### DIRECTIONS:
What do you get when you copy the listing word for word, starting at the line that contains "Each <instance> block may" and stopping after the line that contains "box: [289, 208, 300, 311]"?

### DATA SHOWN:
##############################
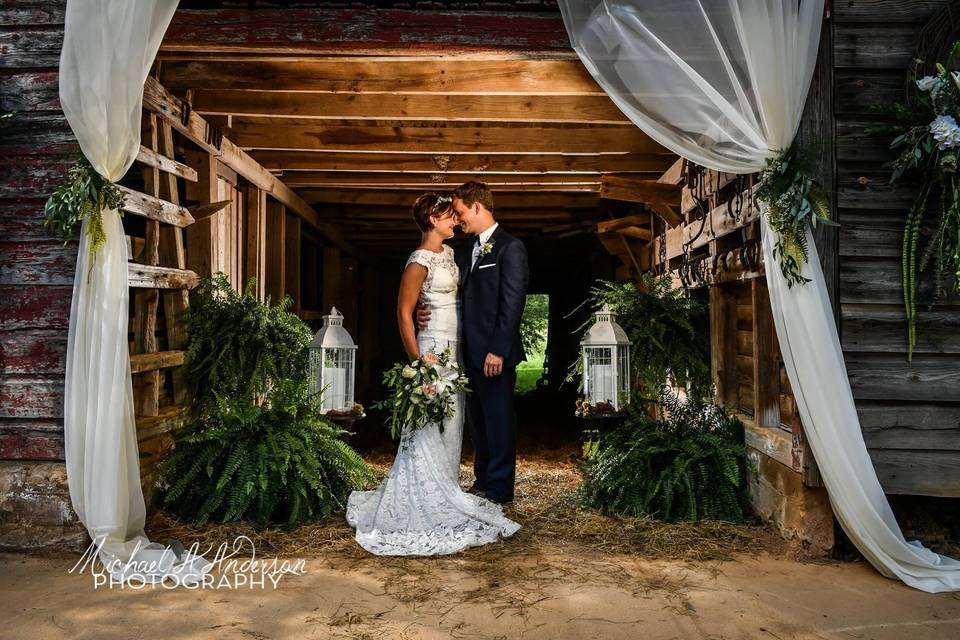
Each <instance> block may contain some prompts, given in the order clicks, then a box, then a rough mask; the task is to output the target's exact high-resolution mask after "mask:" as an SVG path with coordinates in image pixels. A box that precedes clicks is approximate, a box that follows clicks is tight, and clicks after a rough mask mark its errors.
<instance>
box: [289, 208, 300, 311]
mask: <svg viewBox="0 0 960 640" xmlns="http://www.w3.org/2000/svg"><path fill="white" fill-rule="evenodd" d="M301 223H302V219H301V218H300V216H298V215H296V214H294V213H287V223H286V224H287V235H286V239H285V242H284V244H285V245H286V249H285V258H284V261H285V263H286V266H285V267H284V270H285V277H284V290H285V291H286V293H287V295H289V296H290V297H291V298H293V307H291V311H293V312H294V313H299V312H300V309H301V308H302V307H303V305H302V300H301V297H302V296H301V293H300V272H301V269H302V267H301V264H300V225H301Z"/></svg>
##############################
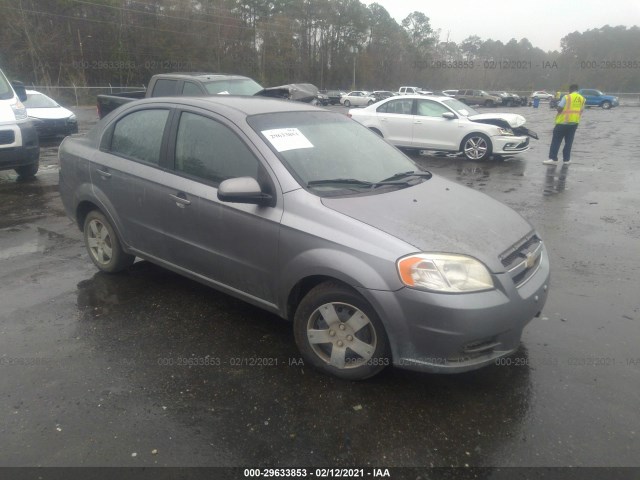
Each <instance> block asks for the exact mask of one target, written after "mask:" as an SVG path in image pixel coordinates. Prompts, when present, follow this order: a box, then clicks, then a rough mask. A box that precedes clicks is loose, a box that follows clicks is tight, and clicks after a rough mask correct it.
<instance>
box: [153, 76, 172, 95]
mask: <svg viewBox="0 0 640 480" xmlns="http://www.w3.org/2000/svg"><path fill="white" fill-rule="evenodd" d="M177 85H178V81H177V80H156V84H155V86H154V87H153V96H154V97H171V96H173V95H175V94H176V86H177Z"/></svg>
##############################
### COMPLETED EXERCISE:
Each <instance> block may contain some prompts, given in the order clicks, then a box, then a rough mask; the task is to output the target's exact high-resolution mask after "mask:" as an SVG path with coordinates in image pixels. A box that precedes clicks is approximate, a box that follows clicks is tight, and clicks after a rough mask mark its errors.
<instance>
box: [289, 208, 300, 311]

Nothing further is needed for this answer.